# start of The input
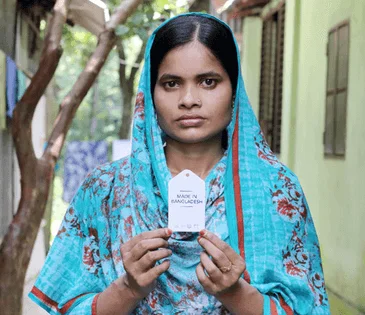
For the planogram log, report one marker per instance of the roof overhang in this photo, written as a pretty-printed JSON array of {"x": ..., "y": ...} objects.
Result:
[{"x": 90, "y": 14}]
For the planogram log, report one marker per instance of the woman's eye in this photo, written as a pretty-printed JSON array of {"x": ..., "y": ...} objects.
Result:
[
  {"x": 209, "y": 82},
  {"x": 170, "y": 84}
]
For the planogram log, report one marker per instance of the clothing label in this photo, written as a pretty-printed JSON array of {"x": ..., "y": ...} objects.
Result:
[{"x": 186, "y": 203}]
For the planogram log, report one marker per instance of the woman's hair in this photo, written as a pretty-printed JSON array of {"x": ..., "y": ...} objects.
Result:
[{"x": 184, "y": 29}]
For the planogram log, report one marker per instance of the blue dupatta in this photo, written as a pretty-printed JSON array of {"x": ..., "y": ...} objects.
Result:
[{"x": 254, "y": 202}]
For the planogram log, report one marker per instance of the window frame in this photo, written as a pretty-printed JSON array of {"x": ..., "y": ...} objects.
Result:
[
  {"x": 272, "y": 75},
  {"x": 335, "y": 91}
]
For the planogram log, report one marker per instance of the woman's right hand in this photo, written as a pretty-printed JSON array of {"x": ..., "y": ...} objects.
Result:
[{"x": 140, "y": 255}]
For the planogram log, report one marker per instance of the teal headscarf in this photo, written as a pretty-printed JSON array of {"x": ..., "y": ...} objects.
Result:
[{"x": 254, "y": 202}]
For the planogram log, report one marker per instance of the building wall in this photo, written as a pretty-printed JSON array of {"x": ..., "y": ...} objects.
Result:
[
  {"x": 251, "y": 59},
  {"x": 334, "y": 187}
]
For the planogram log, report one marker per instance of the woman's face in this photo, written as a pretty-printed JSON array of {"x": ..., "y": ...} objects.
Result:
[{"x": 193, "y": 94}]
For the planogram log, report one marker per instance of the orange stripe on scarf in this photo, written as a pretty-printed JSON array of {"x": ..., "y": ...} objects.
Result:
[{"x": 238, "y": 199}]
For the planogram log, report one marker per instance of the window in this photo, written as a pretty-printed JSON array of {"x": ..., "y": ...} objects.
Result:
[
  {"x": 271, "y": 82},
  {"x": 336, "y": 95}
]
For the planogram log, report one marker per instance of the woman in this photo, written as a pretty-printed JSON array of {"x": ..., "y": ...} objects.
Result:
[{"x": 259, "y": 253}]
# end of The input
# start of The input
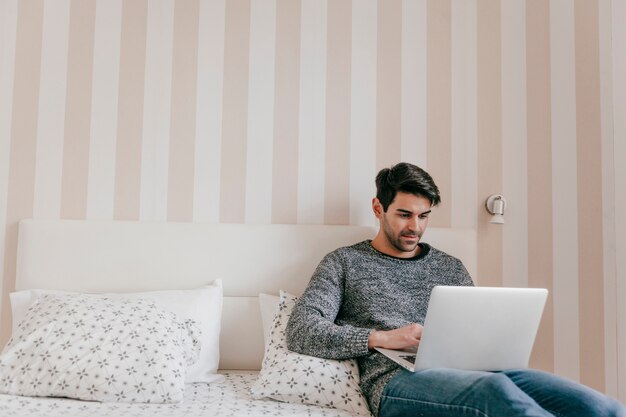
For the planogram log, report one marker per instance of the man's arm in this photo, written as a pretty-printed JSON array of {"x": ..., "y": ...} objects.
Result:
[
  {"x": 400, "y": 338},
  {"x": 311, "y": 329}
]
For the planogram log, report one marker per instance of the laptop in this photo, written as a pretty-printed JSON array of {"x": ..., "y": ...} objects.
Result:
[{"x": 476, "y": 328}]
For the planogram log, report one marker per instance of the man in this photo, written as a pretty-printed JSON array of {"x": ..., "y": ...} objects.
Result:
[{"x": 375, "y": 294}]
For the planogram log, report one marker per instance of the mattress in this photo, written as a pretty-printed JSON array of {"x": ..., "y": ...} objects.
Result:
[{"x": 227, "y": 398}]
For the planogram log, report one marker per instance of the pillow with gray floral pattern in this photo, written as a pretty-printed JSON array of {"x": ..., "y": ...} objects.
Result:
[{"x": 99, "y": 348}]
# end of The input
■ Written exercise: Extract every line of the listing above that contains the string "window", and copy each one in full.

■ Expected answer:
For the planogram log, report one marker per instance of the window frame in this photo, written as a pretty-printed JSON array of {"x": ..., "y": ...} objects.
For the planogram log, report one marker per instance of the window in this photo, written as a pretty-printed JSON array of {"x": ..., "y": ...} objects.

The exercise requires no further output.